Required work> Copy out every line starting at the line containing "Shelf-audit tagging: for every instance of the suede" and ending at the line containing "x=150, y=155", keeping the wording lines as they are but shifting each coordinate in the answers up by 131.

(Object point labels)
■ ■ ■ ■ ■ ■ ■

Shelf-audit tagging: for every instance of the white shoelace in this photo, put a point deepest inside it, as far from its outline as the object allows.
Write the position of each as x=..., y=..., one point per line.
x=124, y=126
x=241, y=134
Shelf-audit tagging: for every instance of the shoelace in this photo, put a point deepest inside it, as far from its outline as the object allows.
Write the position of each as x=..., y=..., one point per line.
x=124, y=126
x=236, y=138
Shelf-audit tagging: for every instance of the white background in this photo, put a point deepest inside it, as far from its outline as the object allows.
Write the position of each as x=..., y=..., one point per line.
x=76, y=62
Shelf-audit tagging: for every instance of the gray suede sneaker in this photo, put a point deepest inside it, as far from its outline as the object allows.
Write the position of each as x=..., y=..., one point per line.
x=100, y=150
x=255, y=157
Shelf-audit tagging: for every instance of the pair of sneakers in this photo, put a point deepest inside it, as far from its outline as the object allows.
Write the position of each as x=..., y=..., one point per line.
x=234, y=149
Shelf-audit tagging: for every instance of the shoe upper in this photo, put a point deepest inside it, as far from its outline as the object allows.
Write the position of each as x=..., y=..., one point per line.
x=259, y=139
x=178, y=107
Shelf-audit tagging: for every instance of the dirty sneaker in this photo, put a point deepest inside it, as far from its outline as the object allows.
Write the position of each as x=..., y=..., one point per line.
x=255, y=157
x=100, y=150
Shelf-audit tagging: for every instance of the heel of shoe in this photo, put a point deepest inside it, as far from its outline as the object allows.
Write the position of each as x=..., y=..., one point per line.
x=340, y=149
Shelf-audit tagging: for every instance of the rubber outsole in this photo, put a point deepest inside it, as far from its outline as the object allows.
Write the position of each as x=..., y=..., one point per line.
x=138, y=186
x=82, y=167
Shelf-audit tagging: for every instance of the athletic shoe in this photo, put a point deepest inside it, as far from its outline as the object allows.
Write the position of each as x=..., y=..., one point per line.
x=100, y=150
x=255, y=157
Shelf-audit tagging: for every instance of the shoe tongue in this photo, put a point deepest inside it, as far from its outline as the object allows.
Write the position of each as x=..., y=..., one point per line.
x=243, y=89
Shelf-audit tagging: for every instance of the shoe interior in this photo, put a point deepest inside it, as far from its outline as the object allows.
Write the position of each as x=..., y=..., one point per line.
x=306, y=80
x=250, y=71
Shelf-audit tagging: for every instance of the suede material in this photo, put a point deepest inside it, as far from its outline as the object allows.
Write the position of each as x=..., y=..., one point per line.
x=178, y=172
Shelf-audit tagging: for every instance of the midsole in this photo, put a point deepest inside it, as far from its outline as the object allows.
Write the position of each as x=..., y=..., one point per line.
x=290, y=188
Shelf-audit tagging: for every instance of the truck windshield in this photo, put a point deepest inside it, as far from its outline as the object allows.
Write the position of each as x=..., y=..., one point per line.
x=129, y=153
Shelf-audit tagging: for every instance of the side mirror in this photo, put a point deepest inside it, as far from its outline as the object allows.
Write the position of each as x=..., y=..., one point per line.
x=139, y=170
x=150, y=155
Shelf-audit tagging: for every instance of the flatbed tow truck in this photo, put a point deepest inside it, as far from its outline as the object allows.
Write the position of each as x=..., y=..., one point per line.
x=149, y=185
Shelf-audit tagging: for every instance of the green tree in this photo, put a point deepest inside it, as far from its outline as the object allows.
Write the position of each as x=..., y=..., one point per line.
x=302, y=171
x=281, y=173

■ ■ ■ ■ ■ ■ ■

Reply>
Shelf-audit tagging: for every instance of the suede material in this photo, put a point deepest inside it, as far from its outline as the object allows.
Write the position of each as x=..., y=..., one point per line.
x=309, y=303
Shelf-audit tagging: for every instance of the midsole in this photo, put a point deepest inside it, as far from its outline as the object allows.
Write the position of each as x=..., y=..., one point per line.
x=421, y=319
Shelf-audit tagging: for every instance of the truck windshield in this photo, put a point deepest inside it, as far from its outline as the object allows.
Write the position of each as x=..., y=..., one point per line.
x=260, y=284
Shelf-audit tagging: for every instance of the side mirror in this photo, put a point deepest inside it, as far from its outline as the object allows.
Write the position of each as x=..., y=..., one point per line.
x=270, y=301
x=281, y=286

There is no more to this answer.